- YOUR INSTRUCTIONS
Take the entries below and retype them word for word, excluding the images.

---------------

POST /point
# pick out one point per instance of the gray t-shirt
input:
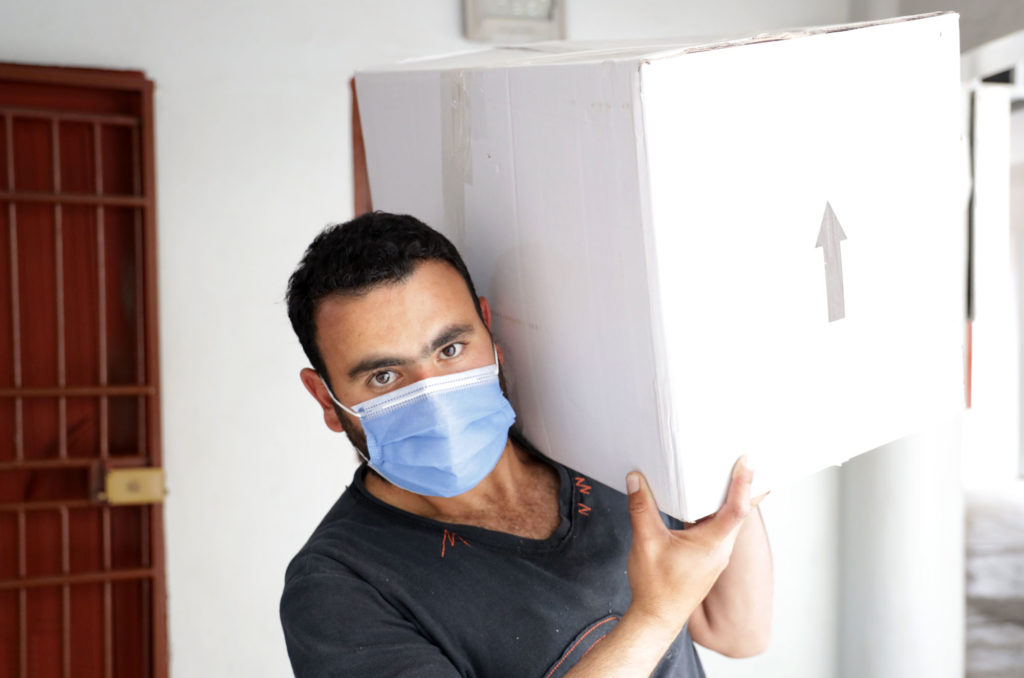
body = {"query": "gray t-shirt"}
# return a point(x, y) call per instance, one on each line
point(380, 592)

---------------

- YOUR SOLUTION
POST /point
# pick out one point per instance of the gray t-shirt
input:
body = {"query": "gray t-shirt"}
# return a point(x, y) call per instance, one on each line
point(380, 592)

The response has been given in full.